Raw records
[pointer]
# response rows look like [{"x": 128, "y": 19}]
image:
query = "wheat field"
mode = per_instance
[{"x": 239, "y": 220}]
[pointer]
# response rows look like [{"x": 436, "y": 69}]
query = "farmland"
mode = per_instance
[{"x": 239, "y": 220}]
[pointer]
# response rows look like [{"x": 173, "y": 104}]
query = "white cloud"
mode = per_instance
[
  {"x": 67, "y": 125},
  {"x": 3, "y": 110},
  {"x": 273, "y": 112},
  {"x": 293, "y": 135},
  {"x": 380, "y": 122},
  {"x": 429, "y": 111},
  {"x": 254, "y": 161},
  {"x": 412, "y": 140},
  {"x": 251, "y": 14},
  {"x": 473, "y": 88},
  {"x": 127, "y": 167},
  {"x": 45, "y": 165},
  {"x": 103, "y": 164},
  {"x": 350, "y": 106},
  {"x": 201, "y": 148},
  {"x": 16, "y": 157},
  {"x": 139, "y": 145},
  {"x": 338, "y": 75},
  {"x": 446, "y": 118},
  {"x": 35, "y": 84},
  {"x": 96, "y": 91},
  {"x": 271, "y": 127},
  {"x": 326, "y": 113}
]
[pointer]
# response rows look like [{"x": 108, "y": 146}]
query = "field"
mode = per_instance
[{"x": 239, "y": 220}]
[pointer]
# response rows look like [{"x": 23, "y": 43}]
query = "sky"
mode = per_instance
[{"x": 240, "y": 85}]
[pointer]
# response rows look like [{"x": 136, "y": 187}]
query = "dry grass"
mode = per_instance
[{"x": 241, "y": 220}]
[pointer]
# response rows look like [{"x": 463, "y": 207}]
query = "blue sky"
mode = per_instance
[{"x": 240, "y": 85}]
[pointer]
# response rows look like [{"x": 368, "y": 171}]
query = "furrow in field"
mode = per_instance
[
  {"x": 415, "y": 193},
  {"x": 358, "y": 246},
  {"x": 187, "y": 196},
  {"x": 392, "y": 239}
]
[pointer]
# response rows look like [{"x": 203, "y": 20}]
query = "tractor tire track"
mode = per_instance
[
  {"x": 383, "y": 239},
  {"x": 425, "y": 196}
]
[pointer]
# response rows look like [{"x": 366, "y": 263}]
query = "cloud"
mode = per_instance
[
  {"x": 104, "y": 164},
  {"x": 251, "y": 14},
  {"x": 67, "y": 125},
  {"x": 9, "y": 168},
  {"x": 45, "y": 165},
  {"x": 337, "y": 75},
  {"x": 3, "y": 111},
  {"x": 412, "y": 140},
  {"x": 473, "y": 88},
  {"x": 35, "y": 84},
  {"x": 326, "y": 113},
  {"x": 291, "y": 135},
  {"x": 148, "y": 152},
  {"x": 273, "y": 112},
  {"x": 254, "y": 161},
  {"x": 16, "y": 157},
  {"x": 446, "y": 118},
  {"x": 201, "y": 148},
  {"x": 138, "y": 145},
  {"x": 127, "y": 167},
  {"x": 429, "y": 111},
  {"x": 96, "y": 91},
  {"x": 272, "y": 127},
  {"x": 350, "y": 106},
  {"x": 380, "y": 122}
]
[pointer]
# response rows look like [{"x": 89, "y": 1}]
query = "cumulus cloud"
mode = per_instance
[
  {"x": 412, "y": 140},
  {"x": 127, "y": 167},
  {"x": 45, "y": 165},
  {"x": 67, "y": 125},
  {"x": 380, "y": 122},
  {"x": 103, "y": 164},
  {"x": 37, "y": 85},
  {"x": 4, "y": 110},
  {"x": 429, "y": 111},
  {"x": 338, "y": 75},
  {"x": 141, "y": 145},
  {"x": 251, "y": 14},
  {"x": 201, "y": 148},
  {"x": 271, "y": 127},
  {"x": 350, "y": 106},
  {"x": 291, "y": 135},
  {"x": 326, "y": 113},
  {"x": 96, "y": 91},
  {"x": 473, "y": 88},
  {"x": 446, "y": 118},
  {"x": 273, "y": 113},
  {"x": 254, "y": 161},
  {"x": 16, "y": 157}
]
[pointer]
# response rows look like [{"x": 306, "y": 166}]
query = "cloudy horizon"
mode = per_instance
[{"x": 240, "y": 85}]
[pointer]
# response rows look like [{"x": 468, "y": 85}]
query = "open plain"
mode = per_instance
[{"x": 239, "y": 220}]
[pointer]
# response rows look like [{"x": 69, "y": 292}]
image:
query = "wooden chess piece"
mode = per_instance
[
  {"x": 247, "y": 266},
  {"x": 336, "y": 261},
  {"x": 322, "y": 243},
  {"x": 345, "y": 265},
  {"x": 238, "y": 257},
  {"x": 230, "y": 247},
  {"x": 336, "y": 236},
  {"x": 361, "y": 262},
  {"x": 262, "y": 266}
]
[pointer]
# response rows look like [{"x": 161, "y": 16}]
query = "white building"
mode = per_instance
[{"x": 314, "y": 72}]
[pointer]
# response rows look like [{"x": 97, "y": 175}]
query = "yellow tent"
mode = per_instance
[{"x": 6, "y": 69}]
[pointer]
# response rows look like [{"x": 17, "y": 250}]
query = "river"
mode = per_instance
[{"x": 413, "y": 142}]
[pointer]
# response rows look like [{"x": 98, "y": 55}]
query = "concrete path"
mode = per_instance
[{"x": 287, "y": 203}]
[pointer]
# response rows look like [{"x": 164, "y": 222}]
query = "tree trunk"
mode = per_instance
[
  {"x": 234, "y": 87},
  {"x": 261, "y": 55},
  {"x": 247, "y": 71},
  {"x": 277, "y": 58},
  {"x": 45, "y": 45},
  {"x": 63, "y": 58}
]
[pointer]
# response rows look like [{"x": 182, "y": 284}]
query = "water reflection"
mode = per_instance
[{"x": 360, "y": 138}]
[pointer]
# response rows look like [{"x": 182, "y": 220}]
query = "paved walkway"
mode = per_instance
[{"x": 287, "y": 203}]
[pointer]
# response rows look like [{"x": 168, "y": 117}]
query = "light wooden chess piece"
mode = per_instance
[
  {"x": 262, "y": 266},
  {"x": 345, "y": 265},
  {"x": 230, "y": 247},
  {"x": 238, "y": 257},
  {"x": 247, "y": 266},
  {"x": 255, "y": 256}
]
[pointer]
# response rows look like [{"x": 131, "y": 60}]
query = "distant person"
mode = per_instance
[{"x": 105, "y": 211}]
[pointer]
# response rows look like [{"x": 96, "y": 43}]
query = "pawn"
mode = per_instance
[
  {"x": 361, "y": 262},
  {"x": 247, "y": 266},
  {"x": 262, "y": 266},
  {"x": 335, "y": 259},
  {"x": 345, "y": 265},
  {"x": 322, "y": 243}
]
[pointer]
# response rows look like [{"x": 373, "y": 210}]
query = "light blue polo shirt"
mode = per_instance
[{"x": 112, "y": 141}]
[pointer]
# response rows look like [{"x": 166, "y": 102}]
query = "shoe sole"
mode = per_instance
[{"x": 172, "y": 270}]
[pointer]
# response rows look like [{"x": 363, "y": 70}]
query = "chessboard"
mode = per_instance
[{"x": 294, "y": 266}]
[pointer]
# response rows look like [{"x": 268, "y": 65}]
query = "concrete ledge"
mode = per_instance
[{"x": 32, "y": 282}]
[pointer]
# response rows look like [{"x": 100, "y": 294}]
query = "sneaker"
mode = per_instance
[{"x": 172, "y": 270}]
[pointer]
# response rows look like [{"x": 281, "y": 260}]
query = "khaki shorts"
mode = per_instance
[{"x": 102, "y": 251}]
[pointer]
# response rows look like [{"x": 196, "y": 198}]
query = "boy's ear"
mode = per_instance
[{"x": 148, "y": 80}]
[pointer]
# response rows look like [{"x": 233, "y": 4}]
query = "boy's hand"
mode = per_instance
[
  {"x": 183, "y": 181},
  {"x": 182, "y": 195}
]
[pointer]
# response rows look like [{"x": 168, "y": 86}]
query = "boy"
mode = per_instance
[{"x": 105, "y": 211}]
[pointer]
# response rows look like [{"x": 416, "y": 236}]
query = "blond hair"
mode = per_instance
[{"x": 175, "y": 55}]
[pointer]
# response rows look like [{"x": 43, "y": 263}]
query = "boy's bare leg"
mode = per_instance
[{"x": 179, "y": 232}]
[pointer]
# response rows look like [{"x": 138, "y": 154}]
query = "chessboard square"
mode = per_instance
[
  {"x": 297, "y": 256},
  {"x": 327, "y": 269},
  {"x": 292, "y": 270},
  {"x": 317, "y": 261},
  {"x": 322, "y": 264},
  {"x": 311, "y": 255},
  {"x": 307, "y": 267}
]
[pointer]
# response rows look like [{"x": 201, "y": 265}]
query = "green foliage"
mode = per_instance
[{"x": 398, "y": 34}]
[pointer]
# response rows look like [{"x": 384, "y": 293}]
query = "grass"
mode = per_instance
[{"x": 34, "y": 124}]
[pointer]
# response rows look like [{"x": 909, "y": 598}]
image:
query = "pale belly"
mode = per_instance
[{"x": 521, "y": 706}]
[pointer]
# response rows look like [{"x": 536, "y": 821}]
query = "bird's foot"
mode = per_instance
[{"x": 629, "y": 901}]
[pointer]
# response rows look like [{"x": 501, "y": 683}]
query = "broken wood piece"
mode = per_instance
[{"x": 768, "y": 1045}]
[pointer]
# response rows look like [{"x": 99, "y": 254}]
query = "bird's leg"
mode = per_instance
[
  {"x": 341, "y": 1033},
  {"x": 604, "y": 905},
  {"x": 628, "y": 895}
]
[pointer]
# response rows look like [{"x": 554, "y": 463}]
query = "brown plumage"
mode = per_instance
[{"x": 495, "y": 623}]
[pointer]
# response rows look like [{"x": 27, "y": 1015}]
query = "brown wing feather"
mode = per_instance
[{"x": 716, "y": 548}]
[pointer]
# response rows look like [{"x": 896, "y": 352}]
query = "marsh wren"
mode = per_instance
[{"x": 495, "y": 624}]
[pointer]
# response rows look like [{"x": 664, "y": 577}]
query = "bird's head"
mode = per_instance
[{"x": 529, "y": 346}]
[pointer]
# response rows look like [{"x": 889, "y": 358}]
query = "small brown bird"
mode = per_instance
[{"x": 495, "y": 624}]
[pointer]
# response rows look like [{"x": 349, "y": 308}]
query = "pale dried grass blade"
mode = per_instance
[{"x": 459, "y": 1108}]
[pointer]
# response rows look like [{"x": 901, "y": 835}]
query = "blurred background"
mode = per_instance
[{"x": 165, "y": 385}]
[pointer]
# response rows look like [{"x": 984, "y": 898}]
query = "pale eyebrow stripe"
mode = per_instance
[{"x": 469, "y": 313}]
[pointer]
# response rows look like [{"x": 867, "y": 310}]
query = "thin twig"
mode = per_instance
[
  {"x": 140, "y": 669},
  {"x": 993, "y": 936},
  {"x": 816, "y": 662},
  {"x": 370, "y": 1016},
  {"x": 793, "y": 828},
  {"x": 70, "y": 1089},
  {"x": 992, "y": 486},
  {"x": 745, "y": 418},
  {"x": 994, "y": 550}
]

Task goal
Identify each line in the raw records that contains the word "field", and copy those lines.

Task response
query = "wheat field"
query = "field"
query = "furrow in field"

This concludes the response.